┌─ RECORDED DATA

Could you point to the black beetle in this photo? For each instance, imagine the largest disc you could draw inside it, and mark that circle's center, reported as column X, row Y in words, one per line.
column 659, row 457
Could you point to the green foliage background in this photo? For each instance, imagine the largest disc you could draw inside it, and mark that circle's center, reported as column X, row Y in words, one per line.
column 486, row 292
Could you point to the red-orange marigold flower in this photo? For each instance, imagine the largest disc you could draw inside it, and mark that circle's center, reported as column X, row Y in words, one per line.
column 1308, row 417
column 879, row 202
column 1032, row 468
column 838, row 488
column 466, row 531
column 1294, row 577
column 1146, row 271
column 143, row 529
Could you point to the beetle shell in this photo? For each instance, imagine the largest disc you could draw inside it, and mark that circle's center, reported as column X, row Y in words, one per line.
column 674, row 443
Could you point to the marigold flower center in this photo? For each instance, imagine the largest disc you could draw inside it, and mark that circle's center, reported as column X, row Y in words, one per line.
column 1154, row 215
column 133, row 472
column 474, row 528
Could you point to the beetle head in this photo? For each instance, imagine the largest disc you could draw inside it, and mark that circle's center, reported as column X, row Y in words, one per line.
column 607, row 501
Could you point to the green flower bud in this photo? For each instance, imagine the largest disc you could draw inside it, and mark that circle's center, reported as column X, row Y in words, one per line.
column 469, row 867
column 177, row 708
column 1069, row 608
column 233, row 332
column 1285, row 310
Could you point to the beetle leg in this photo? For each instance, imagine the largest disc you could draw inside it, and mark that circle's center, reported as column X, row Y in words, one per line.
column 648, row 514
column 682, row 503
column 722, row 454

└─

PROBLEM TO SOLVE
Recast the items as a numbered list with blank lines omitted, beginning at the line that contains "Could you point to the green foliage" and stopping after the line that contains "column 486, row 292".

EXERCISE RESPONSE
1. Could you point to the green foliage background in this photo? For each instance, imagine the largest disc you could draw inside it, and mark that circle's center, reported as column X, row Y in words, one per line.
2. column 486, row 292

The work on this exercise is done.